:: Exercise details ::
Copy every entry below word for word, leaving nothing out and changing nothing.

# Data provided start

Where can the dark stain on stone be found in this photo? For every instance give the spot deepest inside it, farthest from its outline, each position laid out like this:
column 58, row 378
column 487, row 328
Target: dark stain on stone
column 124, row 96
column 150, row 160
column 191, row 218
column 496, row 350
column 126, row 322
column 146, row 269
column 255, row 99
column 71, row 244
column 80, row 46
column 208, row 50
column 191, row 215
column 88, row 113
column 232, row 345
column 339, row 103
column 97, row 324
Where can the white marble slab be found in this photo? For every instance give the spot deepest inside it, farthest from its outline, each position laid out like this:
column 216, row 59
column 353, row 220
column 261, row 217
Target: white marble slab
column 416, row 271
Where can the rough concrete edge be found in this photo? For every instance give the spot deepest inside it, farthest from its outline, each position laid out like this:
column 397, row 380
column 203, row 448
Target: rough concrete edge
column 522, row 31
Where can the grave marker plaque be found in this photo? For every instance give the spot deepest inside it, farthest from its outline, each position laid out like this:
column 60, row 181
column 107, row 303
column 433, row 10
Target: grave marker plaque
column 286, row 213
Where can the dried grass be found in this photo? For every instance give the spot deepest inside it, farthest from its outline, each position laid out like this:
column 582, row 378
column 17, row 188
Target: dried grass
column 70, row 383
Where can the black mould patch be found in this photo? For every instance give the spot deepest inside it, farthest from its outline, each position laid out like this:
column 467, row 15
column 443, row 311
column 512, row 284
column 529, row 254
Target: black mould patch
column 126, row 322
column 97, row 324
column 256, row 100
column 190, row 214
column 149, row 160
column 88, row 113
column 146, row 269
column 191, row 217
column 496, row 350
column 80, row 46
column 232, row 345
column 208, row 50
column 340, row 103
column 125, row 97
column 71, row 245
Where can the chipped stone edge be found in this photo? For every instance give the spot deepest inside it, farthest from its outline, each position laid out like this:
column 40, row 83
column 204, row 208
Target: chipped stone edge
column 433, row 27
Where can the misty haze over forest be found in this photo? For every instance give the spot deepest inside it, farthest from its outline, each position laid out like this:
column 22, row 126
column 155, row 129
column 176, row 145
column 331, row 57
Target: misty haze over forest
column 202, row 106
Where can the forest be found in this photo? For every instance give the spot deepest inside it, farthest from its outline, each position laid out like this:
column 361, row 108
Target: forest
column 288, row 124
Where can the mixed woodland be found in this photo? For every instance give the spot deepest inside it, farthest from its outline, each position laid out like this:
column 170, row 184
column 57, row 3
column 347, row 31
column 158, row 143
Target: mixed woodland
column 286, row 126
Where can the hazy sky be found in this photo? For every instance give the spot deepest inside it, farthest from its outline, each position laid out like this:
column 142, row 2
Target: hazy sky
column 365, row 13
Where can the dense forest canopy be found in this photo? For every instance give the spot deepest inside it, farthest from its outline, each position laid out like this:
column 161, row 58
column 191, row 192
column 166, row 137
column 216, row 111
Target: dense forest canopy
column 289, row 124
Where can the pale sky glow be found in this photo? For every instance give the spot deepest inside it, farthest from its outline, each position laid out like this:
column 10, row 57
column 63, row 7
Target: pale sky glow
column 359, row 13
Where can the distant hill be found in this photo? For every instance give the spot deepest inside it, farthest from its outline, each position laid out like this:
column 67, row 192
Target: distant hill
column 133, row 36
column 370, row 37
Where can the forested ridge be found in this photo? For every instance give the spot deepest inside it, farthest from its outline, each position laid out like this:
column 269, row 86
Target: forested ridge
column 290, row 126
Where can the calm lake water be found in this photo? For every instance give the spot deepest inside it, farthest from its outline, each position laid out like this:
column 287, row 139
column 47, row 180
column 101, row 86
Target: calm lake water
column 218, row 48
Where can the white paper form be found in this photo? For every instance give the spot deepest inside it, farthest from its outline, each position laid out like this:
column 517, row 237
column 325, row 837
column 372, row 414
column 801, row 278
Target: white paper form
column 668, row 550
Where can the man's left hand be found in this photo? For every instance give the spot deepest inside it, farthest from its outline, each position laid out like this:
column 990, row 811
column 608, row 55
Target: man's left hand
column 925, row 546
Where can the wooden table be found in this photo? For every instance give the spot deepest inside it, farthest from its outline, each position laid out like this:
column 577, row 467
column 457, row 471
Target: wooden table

# Data provided end

:: Task output ::
Where can the dark stain on stone be found in this photo? For every instance give the spot deepest inside it, farthest from its outline, each position laid out like this:
column 58, row 378
column 487, row 328
Target: dark stain on stone
column 124, row 96
column 150, row 160
column 191, row 218
column 496, row 350
column 126, row 322
column 146, row 269
column 255, row 99
column 71, row 244
column 80, row 46
column 208, row 50
column 191, row 215
column 88, row 113
column 232, row 345
column 339, row 103
column 97, row 324
Where can the white marble slab be found in this photo? For every instance give the spot deepest inside it, farthest from its outline, each position laid out like this:
column 216, row 59
column 353, row 220
column 261, row 217
Target: white marble slab
column 416, row 271
Where can the rough concrete edge be found in this photo? For every instance give the spot deepest inside it, farthest from its outline, each position laid out like this:
column 397, row 380
column 203, row 448
Target: rough concrete edge
column 522, row 31
Where can the grave marker plaque be found in this photo? For every instance give the spot deepest inside it, farthest from its outline, each position laid out like this:
column 60, row 181
column 107, row 303
column 433, row 10
Target: grave marker plaque
column 286, row 213
Where can the dried grass be found in this photo? For every instance give the spot deepest inside it, farthest from its outline, each position laid out like this:
column 582, row 378
column 17, row 188
Target: dried grass
column 70, row 383
Where can the black mould patch be found in this photo? For every instance give the spot deepest inside it, farthest from its outline, each position laid out like this:
column 467, row 15
column 443, row 311
column 512, row 284
column 529, row 254
Target: black mould patch
column 126, row 322
column 97, row 324
column 256, row 100
column 190, row 214
column 149, row 160
column 88, row 113
column 146, row 269
column 191, row 217
column 496, row 350
column 80, row 46
column 232, row 345
column 208, row 50
column 340, row 103
column 125, row 97
column 71, row 245
Where can the chipped stone edge be found in this photo? For every instance give the spot deepest inside it, farthest from its outline, each position laid out like this:
column 40, row 83
column 204, row 208
Target: chipped stone edge
column 433, row 27
Where can the misty haze over forest be found in this photo? For every instance give the spot deepest inside it, farthest from its outline, each position laid out like this:
column 22, row 126
column 155, row 129
column 176, row 145
column 331, row 57
Target: misty haze over forest
column 202, row 106
Where can the forest be found in this photo? For every instance give the spot deepest inside it, farthest from its outline, each position laid out like this:
column 361, row 108
Target: forest
column 288, row 124
Where can the mixed woodland be found in this photo? For every instance give the spot deepest inside it, farthest from its outline, each position laid out like this:
column 170, row 184
column 57, row 3
column 347, row 31
column 158, row 143
Target: mixed woodland
column 286, row 126
Where can the hazy sky be found in this photo? For every instance give the spot deepest inside it, farthest from its outline, each position laid out like this:
column 142, row 2
Target: hazy sky
column 365, row 13
Where can the dense forest canopy be found in this photo? For every instance give the spot deepest inside it, farthest from its outline, each position laid out like this:
column 161, row 58
column 191, row 192
column 166, row 137
column 216, row 111
Target: dense forest canopy
column 289, row 124
Where can the pale sky glow be found in this photo? For every instance give the spot deepest inside it, farthest from its outline, each position laid out like this:
column 10, row 57
column 63, row 7
Target: pale sky glow
column 359, row 13
Where can the distant hill be found in this photo? For every instance give the spot deepest inside it, farthest from its outline, each position laid out like this:
column 67, row 192
Target: distant hill
column 133, row 36
column 370, row 37
Where can the forested ridge be found in this photo? For every instance give the spot deepest inside it, farthest from its outline, each position laid out like this:
column 269, row 86
Target: forested ridge
column 290, row 126
Where can the calm lake water be found in this photo? For every instance give the spot deepest inside it, farthest from its outline, each position laid out like this:
column 287, row 139
column 47, row 180
column 101, row 86
Target: calm lake water
column 218, row 48
Where can the white paper form be found in this photo? For every instance give the spot deepest inside it, farthest from its outline, each position laid out like this:
column 517, row 237
column 325, row 837
column 372, row 414
column 801, row 278
Target: white paper form
column 668, row 550
Where can the man's left hand be found in this photo? For every instance give the spot deepest inside it, farthest from its outline, each position laid out like this:
column 990, row 811
column 608, row 55
Target: man's left hand
column 925, row 546
Where can the wooden table be found in this photo? For every instance give the spot deepest inside it, farthest from its outline, each position laid out like this:
column 577, row 467
column 457, row 471
Target: wooden table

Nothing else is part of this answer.